◆ **PAGE EXCERPT**:
────────────────
Agricultural development strategies emphasizing irrigated agriculture have increased food production and stimulated economic growth. At the same time large areas of less - favoured rainfed lands suffer from neglect and lag behind in their economic development. These lands are characterised by low agricultural potential, often because of poor soils, steep slopes, short growing seasons and lower and uncertain rainfall, but also because neglect has left them with limited infrastructure, weak institutions and poor access to markets. As population densities grow with no matching increases in production, food insecurity and poverty worsen and widespread degradation of soil and water resources tends to occur.

On development and environmental grounds alone, there will need to be a greater focus on less - favoured areas in setting priorities for policy and public investments. In some cases land expansion can contribute to increased agricultural production. However, in many less - favoured areas, social and environmental crises are already common sometimes soliciting more investment in crisis relief than in development from governments and donors. There is evidence that strategic investments in the economic development of less - favoured areas can be more cost effective than relief even in a relatively short period of time (Owens and Hoddinott, 1998). Increased public investment in technology and infrastructure in less - favoured areas may yield higher marginal returns than comparable additional investments in irrigated agriculture (Fan and Hazzell, 1997).

This does not mean that there should be less public investment in irrigated and high - potential rainfed areas in developing countries. It signifies that there should be a better investment balance between irrigated and less - favoured areas because reclamation and/or further development of the latter can benefit the large numbers of poor people living there. The amount of economically justifiable public investment in any locality should depend on the net social returns from productivity growth, poverty reduction and the containment of environmental degradation.

The investment needs of less - favoured rural areas often involve improving health and education, infrastructure and agricultural production in different combinations and in an integrated manner. Farming systems in less - favoured areas typically include mixed farming and other practices that contribute to soil, nutrient and water conservation. Thus, while some types of commodity improvement are relevant for less - favoured areas there is growing consensus that major productivity improvements will have to come from improved natural resource management practices and technologies tailored to the ecological, social and economic circumstances of rural communities, e.g. conservation tillage and integrated watershed development.
────────────────
◆ **TO DO**:
A: Answer these from the passage on less-favoured areas:
(i) Which study is cited as evidence that strategic investments in less-favoured areas can be more cost effective than relief?
(ii) On what should the amount of economically justifiable public investment in any locality depend?
(iii) Which two practices are named after "e.g." in the final paragraph?
B: Reproduce the passage on less-favoured areas between "Agricultural development strategies" and "tends to occur.", inclusive.
Answer using only the passage on less-favoured areas.

◆ **STORED DATA**:
────────────────
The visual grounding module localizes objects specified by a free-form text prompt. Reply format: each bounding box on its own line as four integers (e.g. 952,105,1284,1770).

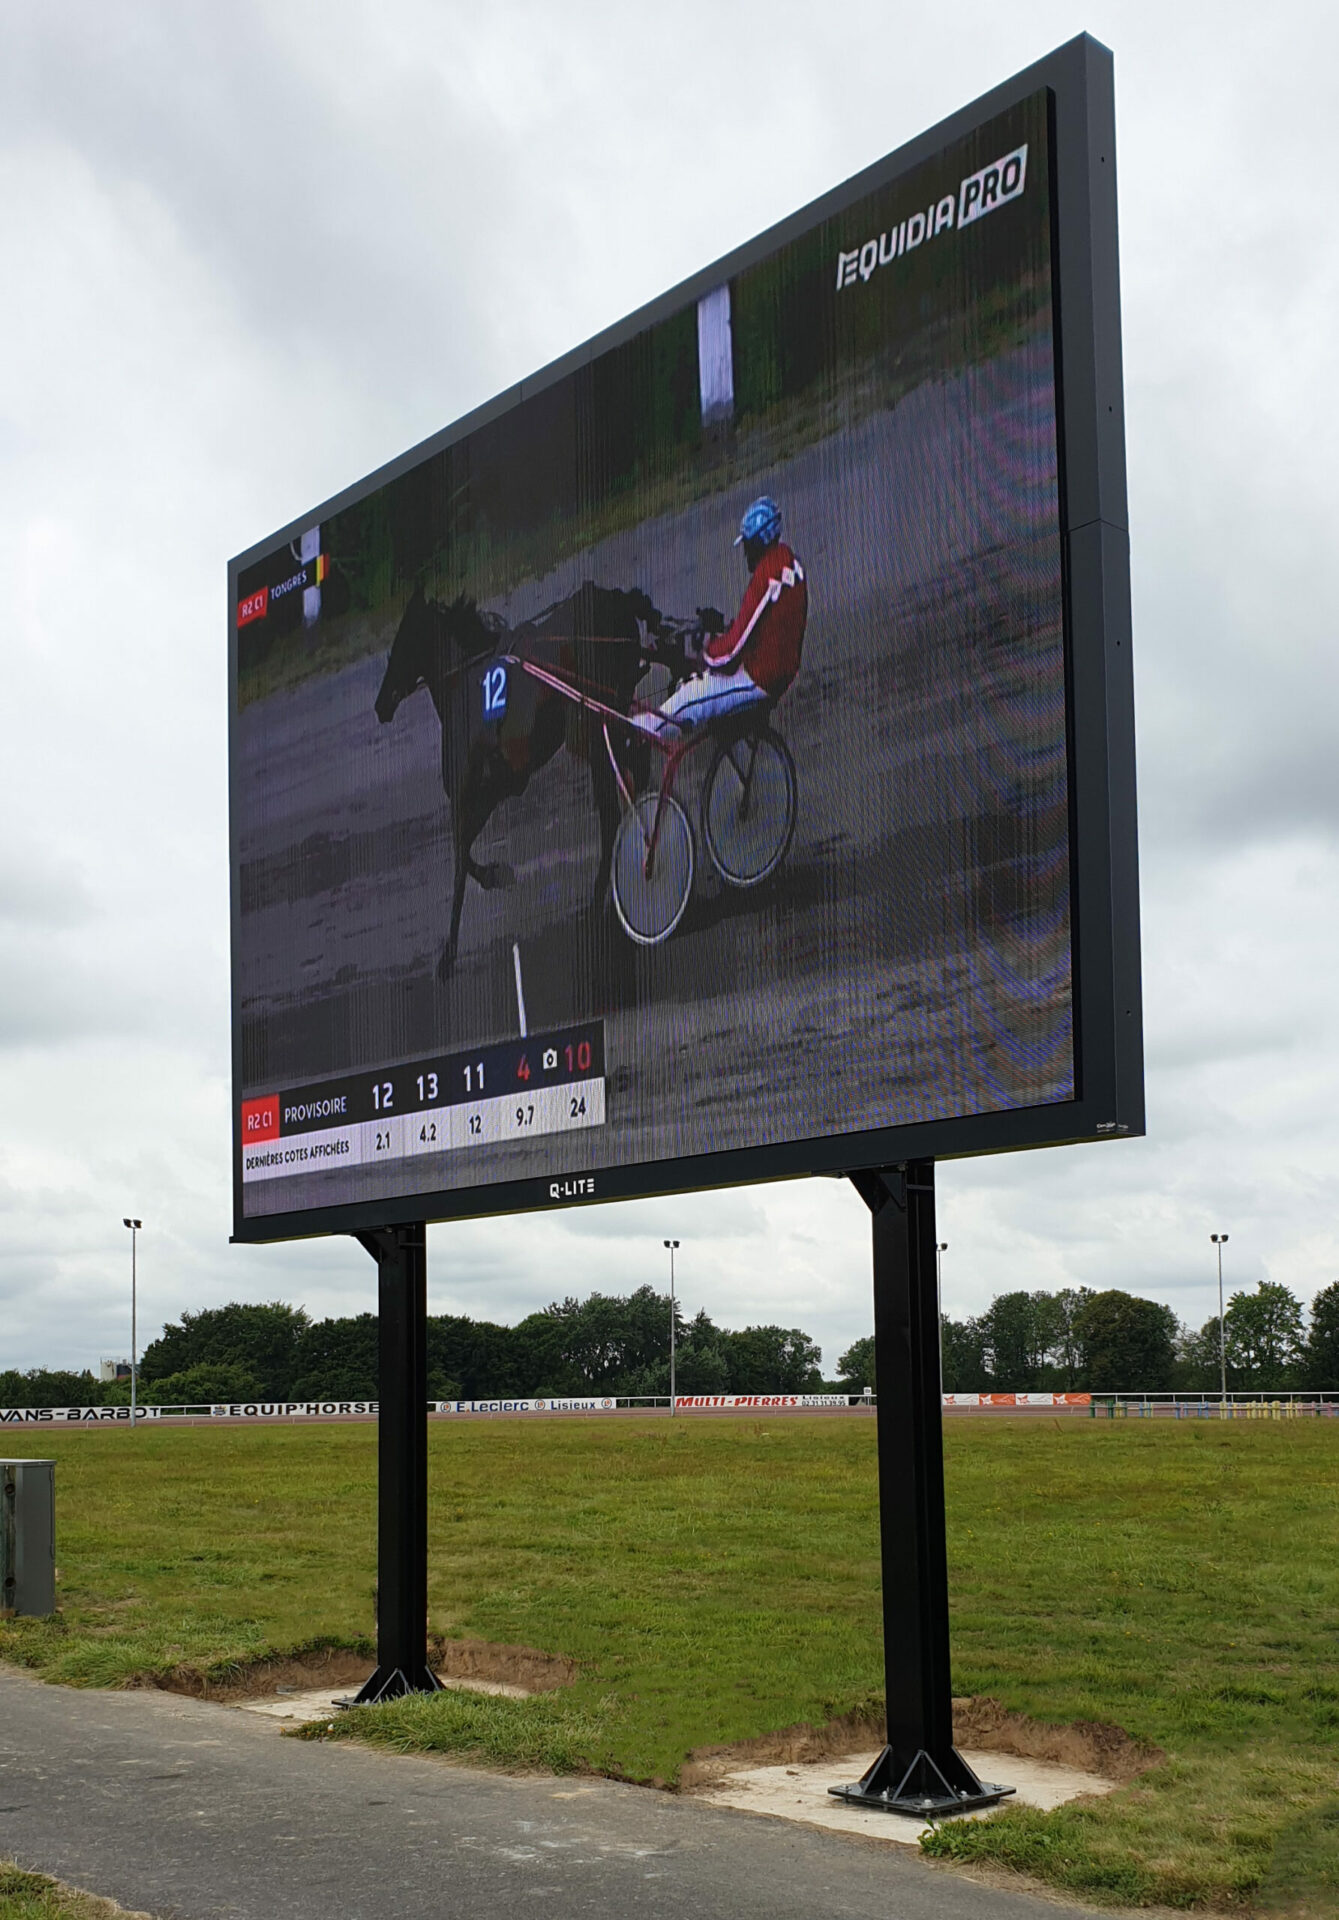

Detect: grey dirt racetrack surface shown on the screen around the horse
236,336,1072,1213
────────────────
◆ **SOLVED TASKS**:
A:
(i) Owens and Hoddinott, 1998.
(ii) The net social returns from productivity growth, poverty reduction and the containment of environmental degradation.
(iii) Conservation tillage and integrated watershed development.

B:
Agricultural development strategies emphasizing irrigated agriculture have increased food production and stimulated economic growth. At the same time large areas of less - favoured rainfed lands suffer from neglect and lag behind in their economic development. These lands are characterised by low agricultural potential, often because of poor soils, steep slopes, short growing seasons and lower and uncertain rainfall, but also because neglect has left them with limited infrastructure, weak institutions and poor access to markets. As population densities grow with no matching increases in production, food insecurity and poverty worsen and widespread degradation of soil and water resources tends to occur.